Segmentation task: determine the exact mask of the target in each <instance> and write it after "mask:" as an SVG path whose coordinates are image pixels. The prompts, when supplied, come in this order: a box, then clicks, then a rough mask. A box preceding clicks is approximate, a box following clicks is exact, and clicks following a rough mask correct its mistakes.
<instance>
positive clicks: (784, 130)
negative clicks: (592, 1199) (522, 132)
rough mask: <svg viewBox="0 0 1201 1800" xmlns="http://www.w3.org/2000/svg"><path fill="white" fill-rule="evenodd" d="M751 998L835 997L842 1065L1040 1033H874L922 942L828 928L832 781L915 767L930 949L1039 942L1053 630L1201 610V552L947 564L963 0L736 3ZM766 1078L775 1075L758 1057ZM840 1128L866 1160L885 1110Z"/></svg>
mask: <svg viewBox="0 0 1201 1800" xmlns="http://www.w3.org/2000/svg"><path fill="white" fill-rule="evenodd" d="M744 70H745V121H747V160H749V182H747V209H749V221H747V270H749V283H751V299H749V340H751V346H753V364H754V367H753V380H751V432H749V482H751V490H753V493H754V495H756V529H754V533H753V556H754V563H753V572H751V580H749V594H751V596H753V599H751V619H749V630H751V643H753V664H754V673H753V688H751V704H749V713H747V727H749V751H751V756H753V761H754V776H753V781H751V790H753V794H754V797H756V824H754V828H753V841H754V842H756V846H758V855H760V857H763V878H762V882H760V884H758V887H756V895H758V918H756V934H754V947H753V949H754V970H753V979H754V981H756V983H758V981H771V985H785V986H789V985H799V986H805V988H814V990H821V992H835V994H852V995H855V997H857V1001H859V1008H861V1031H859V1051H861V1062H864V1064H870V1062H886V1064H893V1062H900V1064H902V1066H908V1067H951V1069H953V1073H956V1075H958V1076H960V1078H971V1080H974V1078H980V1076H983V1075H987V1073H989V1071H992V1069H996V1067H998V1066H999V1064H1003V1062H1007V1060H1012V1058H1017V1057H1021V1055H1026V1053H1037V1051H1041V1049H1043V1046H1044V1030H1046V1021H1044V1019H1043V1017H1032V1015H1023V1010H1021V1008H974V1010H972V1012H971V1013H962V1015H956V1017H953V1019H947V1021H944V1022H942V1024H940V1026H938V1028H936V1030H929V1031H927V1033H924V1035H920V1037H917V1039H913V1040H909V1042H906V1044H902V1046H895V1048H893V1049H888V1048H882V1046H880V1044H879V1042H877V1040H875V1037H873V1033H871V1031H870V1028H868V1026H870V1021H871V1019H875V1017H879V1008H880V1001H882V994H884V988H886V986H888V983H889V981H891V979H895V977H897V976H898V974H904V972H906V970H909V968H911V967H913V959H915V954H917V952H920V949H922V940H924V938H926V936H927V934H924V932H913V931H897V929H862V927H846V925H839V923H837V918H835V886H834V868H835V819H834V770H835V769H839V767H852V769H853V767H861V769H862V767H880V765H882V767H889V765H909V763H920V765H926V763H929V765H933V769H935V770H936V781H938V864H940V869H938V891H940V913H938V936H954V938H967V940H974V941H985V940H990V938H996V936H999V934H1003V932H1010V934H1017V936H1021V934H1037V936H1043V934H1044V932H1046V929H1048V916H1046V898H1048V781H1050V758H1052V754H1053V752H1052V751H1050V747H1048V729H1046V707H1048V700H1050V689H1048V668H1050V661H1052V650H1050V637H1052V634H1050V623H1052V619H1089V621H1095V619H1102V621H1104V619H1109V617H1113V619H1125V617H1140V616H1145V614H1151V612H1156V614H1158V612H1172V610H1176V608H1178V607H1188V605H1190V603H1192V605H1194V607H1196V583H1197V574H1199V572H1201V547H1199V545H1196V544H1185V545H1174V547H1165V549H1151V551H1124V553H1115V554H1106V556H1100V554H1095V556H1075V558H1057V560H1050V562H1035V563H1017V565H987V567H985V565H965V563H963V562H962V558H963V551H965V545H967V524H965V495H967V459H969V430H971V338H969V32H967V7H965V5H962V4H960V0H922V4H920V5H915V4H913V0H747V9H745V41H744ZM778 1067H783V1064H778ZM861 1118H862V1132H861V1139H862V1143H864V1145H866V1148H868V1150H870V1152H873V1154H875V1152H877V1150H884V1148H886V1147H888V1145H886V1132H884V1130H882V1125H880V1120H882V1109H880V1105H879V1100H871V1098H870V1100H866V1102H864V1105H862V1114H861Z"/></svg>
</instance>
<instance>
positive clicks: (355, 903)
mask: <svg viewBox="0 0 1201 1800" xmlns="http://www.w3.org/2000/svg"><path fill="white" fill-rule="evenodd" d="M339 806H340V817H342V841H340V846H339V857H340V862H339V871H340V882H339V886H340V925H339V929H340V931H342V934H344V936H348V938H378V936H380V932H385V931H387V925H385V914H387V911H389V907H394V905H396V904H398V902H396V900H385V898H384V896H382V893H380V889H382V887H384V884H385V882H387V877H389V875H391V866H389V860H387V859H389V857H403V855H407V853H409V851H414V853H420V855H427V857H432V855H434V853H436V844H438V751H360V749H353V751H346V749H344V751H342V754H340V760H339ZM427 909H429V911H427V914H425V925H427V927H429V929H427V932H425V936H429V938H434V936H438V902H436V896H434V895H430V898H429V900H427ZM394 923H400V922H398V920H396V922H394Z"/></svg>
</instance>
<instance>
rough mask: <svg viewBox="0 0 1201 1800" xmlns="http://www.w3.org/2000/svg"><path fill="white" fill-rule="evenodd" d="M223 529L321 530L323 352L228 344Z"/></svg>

**********

TASK STATEMENT: Repeat the listing exactly.

OUTPUT BELOW:
Segmentation task: determine the exact mask of the target in each <instance> and write it after "mask:" as an SVG path whose coordinates are image pixels. The prompts, when supplied, come in this order: a box, then clicks, then a rough mask. A box preceding clicks is approximate, a box following clicks is exact, and clicks following a rough mask correct its mistakes.
<instance>
positive clicks: (784, 130)
negative clicks: (592, 1199) (522, 132)
rough mask: <svg viewBox="0 0 1201 1800" xmlns="http://www.w3.org/2000/svg"><path fill="white" fill-rule="evenodd" d="M751 998L835 997L842 1065L1040 1033H874L922 942L828 928L832 781L915 767L930 949L1039 942L1053 630L1201 610V552L947 564L963 0L736 3ZM766 1078L775 1075L758 1057ZM840 1128L866 1160L885 1110Z"/></svg>
mask: <svg viewBox="0 0 1201 1800" xmlns="http://www.w3.org/2000/svg"><path fill="white" fill-rule="evenodd" d="M744 70H745V121H747V160H749V182H747V209H749V221H747V270H749V283H751V299H749V340H751V346H753V364H754V367H753V380H751V432H749V482H751V490H753V493H754V495H756V529H754V533H753V556H754V563H753V572H751V580H749V594H751V596H753V599H751V619H749V630H751V643H753V664H754V673H753V688H751V704H749V713H747V727H749V751H751V756H753V761H754V776H753V781H751V790H753V794H754V797H756V824H754V828H753V841H754V842H756V846H758V855H760V857H763V878H762V882H760V884H758V887H756V895H758V918H756V934H754V947H753V949H754V970H753V979H754V981H756V983H758V981H771V985H785V986H789V985H799V986H805V988H814V990H821V992H835V994H852V995H855V997H857V1001H859V1008H861V1031H859V1051H861V1062H864V1064H870V1062H886V1064H893V1062H900V1064H902V1066H908V1067H951V1069H953V1073H956V1075H958V1076H960V1078H971V1080H974V1078H980V1076H983V1075H987V1073H989V1071H992V1069H996V1067H998V1066H999V1064H1003V1062H1007V1060H1012V1058H1017V1057H1021V1055H1026V1053H1037V1051H1041V1049H1043V1046H1044V1030H1046V1021H1044V1019H1043V1017H1032V1015H1023V1010H1021V1008H974V1010H972V1012H971V1013H962V1015H956V1017H953V1019H947V1021H944V1022H942V1024H940V1026H938V1028H936V1030H929V1031H927V1033H924V1035H920V1037H917V1039H913V1040H909V1042H906V1044H902V1046H895V1048H893V1049H888V1048H882V1046H880V1044H879V1042H877V1040H875V1037H873V1033H871V1031H870V1028H868V1026H870V1021H871V1019H875V1017H879V1008H880V1001H882V994H884V988H886V986H888V983H889V981H891V979H895V977H897V976H898V974H904V972H906V970H909V968H911V967H913V959H915V954H917V952H920V949H922V940H924V938H926V936H927V934H924V932H913V931H897V929H862V927H846V925H839V923H837V918H835V886H834V868H835V819H834V770H835V769H839V767H852V769H853V767H861V769H862V767H880V765H882V767H889V765H909V763H920V765H926V763H929V765H933V769H935V770H936V781H938V864H940V869H938V891H940V913H938V936H954V938H967V940H974V941H985V940H990V938H996V936H999V934H1003V932H1010V934H1017V936H1021V934H1037V936H1043V934H1044V932H1046V929H1048V916H1046V898H1048V781H1050V758H1052V754H1053V752H1052V751H1050V747H1048V729H1046V707H1048V700H1050V689H1048V668H1050V661H1052V650H1050V637H1052V634H1050V623H1052V619H1089V621H1095V619H1102V621H1104V619H1109V617H1113V619H1125V617H1140V616H1145V614H1151V612H1156V614H1158V612H1172V610H1176V608H1178V607H1188V605H1190V603H1192V605H1194V607H1196V583H1197V574H1199V572H1201V547H1199V545H1196V544H1185V545H1174V547H1165V549H1151V551H1124V553H1115V554H1106V556H1100V554H1095V556H1075V558H1057V560H1050V562H1035V563H1017V565H987V567H985V565H965V563H963V562H962V558H963V551H965V545H967V524H965V495H967V459H969V430H971V338H969V32H967V7H965V5H962V4H960V0H922V4H920V5H915V4H913V0H747V9H745V41H744ZM778 1067H783V1064H778ZM861 1118H862V1132H861V1139H862V1143H864V1145H866V1148H868V1150H870V1152H873V1154H875V1152H877V1150H884V1148H886V1147H888V1145H886V1132H884V1130H882V1125H880V1120H882V1109H880V1105H879V1100H871V1098H870V1100H866V1102H864V1105H862V1114H861Z"/></svg>
</instance>
<instance>
positive clicks: (355, 903)
mask: <svg viewBox="0 0 1201 1800" xmlns="http://www.w3.org/2000/svg"><path fill="white" fill-rule="evenodd" d="M339 806H340V817H342V841H340V846H339V857H340V862H339V871H340V882H339V886H340V925H339V929H340V931H342V934H344V936H348V938H378V936H380V932H385V931H387V925H385V914H387V911H389V907H394V905H396V904H398V902H396V900H385V898H384V896H382V893H380V889H382V887H384V884H385V882H387V877H389V875H391V866H389V860H387V859H389V857H403V855H407V853H409V851H414V853H420V855H427V857H432V855H434V853H436V844H438V751H360V749H353V751H346V749H344V751H342V754H340V760H339ZM427 909H429V911H427V914H425V925H427V927H429V929H427V932H425V936H429V938H434V936H438V902H436V896H434V895H430V898H429V900H427ZM394 923H400V922H398V920H396V922H394Z"/></svg>
</instance>
<instance>
rough mask: <svg viewBox="0 0 1201 1800" xmlns="http://www.w3.org/2000/svg"><path fill="white" fill-rule="evenodd" d="M223 529L321 530L323 352L228 344Z"/></svg>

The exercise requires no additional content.